◆ Problem description
Reproduce every one of the following records verbatim, keeping each line and character unchanged.

◆ Information shown
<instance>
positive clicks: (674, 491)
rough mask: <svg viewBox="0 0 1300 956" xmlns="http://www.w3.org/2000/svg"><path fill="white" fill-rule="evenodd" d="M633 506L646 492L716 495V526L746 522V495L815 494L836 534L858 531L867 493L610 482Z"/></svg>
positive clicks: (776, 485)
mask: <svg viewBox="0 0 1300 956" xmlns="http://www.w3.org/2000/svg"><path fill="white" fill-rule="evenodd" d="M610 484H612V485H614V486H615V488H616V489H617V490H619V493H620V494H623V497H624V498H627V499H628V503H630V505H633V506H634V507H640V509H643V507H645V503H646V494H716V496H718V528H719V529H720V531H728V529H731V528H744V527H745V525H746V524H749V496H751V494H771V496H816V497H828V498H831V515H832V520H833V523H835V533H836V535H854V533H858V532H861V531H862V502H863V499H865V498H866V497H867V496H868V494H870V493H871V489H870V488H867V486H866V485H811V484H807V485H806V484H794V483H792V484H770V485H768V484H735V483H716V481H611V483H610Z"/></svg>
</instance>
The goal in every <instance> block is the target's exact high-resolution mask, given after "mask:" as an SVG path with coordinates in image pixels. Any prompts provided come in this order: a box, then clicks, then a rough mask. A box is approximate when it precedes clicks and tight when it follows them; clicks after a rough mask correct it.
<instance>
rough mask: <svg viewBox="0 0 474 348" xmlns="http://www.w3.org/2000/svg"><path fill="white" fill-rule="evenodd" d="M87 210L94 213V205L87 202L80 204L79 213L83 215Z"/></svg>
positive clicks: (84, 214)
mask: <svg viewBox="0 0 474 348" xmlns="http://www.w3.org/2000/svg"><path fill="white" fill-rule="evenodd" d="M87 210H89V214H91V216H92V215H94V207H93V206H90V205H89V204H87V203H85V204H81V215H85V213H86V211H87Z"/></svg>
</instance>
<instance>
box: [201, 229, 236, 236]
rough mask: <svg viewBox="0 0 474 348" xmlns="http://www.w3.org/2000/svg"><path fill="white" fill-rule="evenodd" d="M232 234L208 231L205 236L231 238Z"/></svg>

◆ Answer section
<instance>
positive clicks: (674, 491)
rough mask: <svg viewBox="0 0 1300 956" xmlns="http://www.w3.org/2000/svg"><path fill="white" fill-rule="evenodd" d="M633 506L646 492L716 495V526L746 522V495L815 494L836 534L858 531L867 493L610 482Z"/></svg>
positive clicks: (776, 485)
mask: <svg viewBox="0 0 1300 956" xmlns="http://www.w3.org/2000/svg"><path fill="white" fill-rule="evenodd" d="M610 484H612V485H614V486H615V488H616V489H617V490H619V493H620V494H623V497H624V498H627V499H628V503H630V505H633V506H634V507H640V509H643V507H645V503H646V494H716V496H718V528H719V529H720V531H728V529H731V528H744V527H745V525H746V524H749V496H751V494H771V496H816V497H828V498H831V515H832V520H833V523H835V533H836V535H854V533H858V532H861V531H862V502H863V499H865V498H866V497H867V496H868V494H870V493H871V489H870V488H867V486H866V485H811V484H807V485H806V484H794V483H792V484H770V485H768V484H735V483H716V481H611V483H610Z"/></svg>
</instance>
The goal in every <instance> block is the target's exact high-resolution mask, given after "mask:" as an SVG path with coordinates in image pixels. Any prompts provided come in this order: a box, then clicks, then a rough mask. A box is approximate when it precedes clicks and tight when it follows them; clicks after a rough mask correct it.
<instance>
rough mask: <svg viewBox="0 0 474 348" xmlns="http://www.w3.org/2000/svg"><path fill="white" fill-rule="evenodd" d="M87 210L94 213V205L87 202L80 204L79 213L83 215Z"/></svg>
positive clicks: (84, 214)
mask: <svg viewBox="0 0 474 348" xmlns="http://www.w3.org/2000/svg"><path fill="white" fill-rule="evenodd" d="M87 210H89V214H91V216H92V215H94V207H93V206H90V205H89V204H87V203H85V204H81V215H85V213H86V211H87Z"/></svg>
</instance>
<instance>
box: [201, 229, 236, 236]
rough mask: <svg viewBox="0 0 474 348" xmlns="http://www.w3.org/2000/svg"><path fill="white" fill-rule="evenodd" d="M232 234L208 231L205 236L231 238Z"/></svg>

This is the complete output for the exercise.